*Exercise prompt*: Please rewrite the lines starting at the one containing "Expected behaviour: for every instance of the cherry" and ending with the last line, keeping the requests unchanged but raising every coordinate in the answers by 97.
■ ■ ■ ■ ■ ■ ■
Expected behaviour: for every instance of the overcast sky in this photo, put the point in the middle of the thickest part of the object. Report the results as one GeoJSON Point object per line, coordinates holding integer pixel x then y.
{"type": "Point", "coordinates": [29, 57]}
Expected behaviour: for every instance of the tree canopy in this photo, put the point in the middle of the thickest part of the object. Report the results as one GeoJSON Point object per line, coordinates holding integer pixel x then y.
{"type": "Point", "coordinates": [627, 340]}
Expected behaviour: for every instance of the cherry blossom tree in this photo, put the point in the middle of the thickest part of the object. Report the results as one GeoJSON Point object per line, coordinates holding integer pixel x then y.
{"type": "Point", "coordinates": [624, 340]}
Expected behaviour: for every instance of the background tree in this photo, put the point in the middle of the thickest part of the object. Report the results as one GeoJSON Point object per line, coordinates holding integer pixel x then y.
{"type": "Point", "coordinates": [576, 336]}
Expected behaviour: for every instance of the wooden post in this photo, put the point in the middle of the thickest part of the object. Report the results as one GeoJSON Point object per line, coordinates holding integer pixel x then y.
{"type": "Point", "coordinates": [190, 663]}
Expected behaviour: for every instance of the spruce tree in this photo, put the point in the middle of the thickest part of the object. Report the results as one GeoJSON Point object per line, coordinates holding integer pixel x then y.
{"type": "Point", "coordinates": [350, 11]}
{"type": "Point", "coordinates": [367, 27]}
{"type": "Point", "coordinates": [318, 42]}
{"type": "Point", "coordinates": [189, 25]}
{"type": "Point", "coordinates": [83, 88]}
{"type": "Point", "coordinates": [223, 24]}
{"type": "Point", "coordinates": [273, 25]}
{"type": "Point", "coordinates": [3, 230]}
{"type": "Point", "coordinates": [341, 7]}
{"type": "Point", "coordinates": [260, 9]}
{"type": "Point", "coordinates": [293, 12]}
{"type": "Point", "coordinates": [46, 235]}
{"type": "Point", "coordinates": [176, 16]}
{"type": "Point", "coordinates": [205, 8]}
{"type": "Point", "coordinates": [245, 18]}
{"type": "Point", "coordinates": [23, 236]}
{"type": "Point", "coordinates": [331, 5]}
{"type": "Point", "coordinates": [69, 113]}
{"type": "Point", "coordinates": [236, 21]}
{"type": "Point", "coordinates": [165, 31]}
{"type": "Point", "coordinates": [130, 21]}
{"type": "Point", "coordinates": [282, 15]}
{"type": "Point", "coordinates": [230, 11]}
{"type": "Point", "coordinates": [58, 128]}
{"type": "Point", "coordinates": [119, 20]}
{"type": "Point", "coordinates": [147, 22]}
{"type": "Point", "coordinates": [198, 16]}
■ ■ ■ ■ ■ ■ ■
*Result for this task*:
Expected behaviour: for every instance of the cherry blossom tree in this photo, put the point in the middle of the thickest part of the object. Report the results as one GeoJSON Point object per line, coordinates holding integer pixel x then y.
{"type": "Point", "coordinates": [721, 437]}
Expected behaviour: for every instance of the background tree in this photo, put the point in the middle of the thickest part of the object. Report the results as one GeoJSON Point object per line, coordinates holding integer pixel x then y.
{"type": "Point", "coordinates": [673, 433]}
Expected behaviour: for every instance of the wooden post in this photo, put the point in the middle of the thickest part of the object. Report the results as one GeoJSON Point object per line, coordinates holding integer pixel x then y.
{"type": "Point", "coordinates": [287, 760]}
Expected behaviour: for every instance of the spruce tree in this photo, put the point in the middle of the thickest part of the object. Report the results as one GeoJSON Point object per line, coordinates holding integer pixel x then y.
{"type": "Point", "coordinates": [447, 108]}
{"type": "Point", "coordinates": [464, 124]}
{"type": "Point", "coordinates": [415, 139]}
{"type": "Point", "coordinates": [286, 122]}
{"type": "Point", "coordinates": [180, 185]}
{"type": "Point", "coordinates": [320, 121]}
{"type": "Point", "coordinates": [370, 122]}
{"type": "Point", "coordinates": [100, 327]}
{"type": "Point", "coordinates": [438, 104]}
{"type": "Point", "coordinates": [357, 106]}
{"type": "Point", "coordinates": [390, 109]}
{"type": "Point", "coordinates": [143, 332]}
{"type": "Point", "coordinates": [273, 113]}
{"type": "Point", "coordinates": [302, 105]}
{"type": "Point", "coordinates": [342, 115]}
{"type": "Point", "coordinates": [120, 333]}
{"type": "Point", "coordinates": [428, 102]}
{"type": "Point", "coordinates": [166, 210]}
{"type": "Point", "coordinates": [333, 118]}
{"type": "Point", "coordinates": [262, 128]}
{"type": "Point", "coordinates": [227, 118]}
{"type": "Point", "coordinates": [379, 112]}
{"type": "Point", "coordinates": [327, 108]}
{"type": "Point", "coordinates": [155, 225]}
{"type": "Point", "coordinates": [216, 117]}
{"type": "Point", "coordinates": [244, 119]}
{"type": "Point", "coordinates": [295, 113]}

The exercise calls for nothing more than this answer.